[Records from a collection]
::::

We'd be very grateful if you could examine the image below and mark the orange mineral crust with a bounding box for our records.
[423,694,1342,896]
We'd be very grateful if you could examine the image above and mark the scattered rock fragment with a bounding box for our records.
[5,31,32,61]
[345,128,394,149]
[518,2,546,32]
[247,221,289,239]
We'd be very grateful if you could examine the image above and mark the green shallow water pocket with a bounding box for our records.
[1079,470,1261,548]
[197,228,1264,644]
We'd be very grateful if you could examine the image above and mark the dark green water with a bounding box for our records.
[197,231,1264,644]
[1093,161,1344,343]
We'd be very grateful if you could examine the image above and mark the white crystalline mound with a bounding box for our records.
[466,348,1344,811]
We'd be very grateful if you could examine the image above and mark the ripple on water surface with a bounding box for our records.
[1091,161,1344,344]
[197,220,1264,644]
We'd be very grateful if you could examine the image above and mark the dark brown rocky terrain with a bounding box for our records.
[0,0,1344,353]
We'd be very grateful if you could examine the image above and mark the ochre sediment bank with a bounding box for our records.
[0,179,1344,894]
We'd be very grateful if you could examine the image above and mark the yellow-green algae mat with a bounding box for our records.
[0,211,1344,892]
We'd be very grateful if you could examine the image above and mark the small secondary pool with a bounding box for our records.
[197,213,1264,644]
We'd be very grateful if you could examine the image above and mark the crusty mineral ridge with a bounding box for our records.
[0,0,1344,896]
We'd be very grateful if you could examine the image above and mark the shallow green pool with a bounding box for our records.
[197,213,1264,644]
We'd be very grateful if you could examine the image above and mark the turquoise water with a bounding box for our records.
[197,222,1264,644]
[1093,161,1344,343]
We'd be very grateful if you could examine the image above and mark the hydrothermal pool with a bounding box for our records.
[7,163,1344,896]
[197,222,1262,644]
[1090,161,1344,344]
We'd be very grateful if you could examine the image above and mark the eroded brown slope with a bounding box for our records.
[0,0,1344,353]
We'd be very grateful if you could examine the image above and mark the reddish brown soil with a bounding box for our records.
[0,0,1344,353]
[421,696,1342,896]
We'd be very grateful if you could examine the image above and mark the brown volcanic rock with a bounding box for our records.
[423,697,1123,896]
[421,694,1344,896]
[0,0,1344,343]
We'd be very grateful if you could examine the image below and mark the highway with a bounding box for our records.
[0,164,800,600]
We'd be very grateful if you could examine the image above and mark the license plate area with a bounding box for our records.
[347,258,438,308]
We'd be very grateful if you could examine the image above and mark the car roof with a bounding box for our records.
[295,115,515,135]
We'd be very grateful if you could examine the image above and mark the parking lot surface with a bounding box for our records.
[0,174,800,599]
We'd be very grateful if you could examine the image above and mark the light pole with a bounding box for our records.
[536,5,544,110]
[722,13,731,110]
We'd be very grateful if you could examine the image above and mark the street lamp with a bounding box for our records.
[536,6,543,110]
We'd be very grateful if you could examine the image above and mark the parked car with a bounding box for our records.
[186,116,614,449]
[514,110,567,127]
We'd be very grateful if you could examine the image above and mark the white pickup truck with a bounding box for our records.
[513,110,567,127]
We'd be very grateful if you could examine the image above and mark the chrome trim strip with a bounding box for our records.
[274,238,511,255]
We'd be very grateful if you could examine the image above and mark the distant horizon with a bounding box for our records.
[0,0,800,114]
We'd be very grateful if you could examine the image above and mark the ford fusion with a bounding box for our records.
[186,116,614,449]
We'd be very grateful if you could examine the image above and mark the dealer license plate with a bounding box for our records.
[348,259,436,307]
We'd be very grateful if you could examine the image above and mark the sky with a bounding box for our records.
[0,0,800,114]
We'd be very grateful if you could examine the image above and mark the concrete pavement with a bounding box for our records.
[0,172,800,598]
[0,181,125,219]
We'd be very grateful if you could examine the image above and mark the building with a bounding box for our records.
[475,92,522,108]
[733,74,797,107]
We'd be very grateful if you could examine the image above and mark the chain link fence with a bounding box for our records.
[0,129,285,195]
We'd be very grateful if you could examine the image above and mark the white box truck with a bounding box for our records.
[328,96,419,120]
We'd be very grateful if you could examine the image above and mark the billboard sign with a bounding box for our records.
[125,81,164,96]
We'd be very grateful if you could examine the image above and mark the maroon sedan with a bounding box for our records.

::::

Reproduce word for word everything in the items above, from the line containing "highway with a bounding box for our records." down to the line containing "[0,174,800,599]", with both of those lines included.

We'd be very grateful if you could examine the image below and mark the highway with a bounding box for our records.
[0,164,800,600]
We'd be very grateful if you could examine the image above and mark the license plate area with a bounding box for our records.
[347,258,438,308]
We'd be very grateful if you could examine the image above and mark the car roof with a bounding box for our records.
[295,115,515,135]
We'd be very grateful if you could examine the image above and mark the parking lot surface with a bounding box for our records.
[0,174,800,599]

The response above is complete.